#### Passage
---------------
Re: How to calculate percentile of a column of DataFrame?

Umesh Kacha Tue, 13 Oct 2015 00:22:41 -0700

Hi Ted, thanks much I tried using percentile_approx in Spark-shell like you
mentioned it works using 1.5.1 but it doesn't compile in Java using 1.5.1
maven libraries it still complains same that callUdf can have string and
column types only. Please guide.
On Oct 13, 2015 12:34 AM, "Ted Yu" <yuzhih...@gmail.com> wrote:


> SQL context available as sqlContext.
>
> scala> val df = Seq(("id1", 1), ("id2", 4), ("id3", 5)).toDF("id", "value")
> df: org.apache.spark.sql.DataFrame = [id: string, value: int]
>
> scala> df.select(callUDF("percentile_approx",col("value"),
> lit(0.25))).show()
> +------------------------------+
> |'percentile_approx(value,0.25)|
> +------------------------------+
> |                           1.0|
> +------------------------------+
>
> Can you upgrade to 1.5.1 ?
>
> Cheers
>
> On Mon, Oct 12, 2015 at 11:55 AM, Umesh Kacha <umesh.ka...@gmail.com>
> wrote:
>
>> Sorry forgot to tell that I am using Spark 1.4.1 as callUdf is available
>> in Spark 1.4.0 as per JAvadocx
>>
>> On Tue, Oct 13, 2015 at 12:22 AM, Umesh Kacha <umesh.ka...@gmail.com>
>> wrote:
>>
>>> Hi Ted thanks much for the detailed answer and appreciate your efforts.
>>> Do we need to register Hive UDFs?
>>>
>>> sqlContext.udf.register("percentile_approx");???//is it valid?
---------------
#### Extracted entries
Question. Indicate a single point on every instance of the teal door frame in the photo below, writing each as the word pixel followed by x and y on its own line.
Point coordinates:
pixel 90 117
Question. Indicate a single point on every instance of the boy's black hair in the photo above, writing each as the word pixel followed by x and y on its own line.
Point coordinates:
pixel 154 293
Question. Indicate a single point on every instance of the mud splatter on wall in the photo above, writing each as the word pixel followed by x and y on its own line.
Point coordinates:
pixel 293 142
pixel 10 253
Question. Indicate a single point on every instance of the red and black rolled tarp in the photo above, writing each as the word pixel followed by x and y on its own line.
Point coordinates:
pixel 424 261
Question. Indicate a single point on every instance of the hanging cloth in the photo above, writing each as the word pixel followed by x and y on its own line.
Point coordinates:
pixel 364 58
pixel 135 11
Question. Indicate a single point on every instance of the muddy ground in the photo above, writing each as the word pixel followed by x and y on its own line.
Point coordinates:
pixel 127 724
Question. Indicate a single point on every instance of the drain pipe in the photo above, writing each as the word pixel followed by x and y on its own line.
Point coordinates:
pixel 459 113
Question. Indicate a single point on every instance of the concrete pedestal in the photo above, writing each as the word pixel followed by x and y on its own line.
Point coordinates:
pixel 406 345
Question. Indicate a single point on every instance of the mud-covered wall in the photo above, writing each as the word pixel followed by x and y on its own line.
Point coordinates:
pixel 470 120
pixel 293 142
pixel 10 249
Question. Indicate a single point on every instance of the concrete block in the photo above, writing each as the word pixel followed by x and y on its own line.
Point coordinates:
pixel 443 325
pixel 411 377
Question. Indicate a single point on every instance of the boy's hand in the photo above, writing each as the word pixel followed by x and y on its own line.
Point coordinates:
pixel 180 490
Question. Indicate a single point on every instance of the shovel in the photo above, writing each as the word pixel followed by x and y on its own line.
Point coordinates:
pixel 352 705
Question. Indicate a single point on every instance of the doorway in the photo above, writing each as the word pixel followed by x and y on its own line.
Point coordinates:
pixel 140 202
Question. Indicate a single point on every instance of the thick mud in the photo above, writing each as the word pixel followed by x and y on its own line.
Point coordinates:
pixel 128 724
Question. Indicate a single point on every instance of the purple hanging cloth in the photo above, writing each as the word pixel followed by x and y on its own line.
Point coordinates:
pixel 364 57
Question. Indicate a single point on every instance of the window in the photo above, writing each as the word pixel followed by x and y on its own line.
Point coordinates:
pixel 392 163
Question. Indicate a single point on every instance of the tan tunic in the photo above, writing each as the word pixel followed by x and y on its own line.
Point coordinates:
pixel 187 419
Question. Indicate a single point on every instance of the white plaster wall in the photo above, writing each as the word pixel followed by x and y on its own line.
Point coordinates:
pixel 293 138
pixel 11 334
---------------
#### Actions to take
[A] In the percentile thread, which Spark version does Umesh Kacha say he is using in the message where he says he forgot to mention it?
[B] Count the lines of the records that contain the word "cloth", and reply with the number only.

#### Answers per task
[A] Spark 1.4.1

[B] 2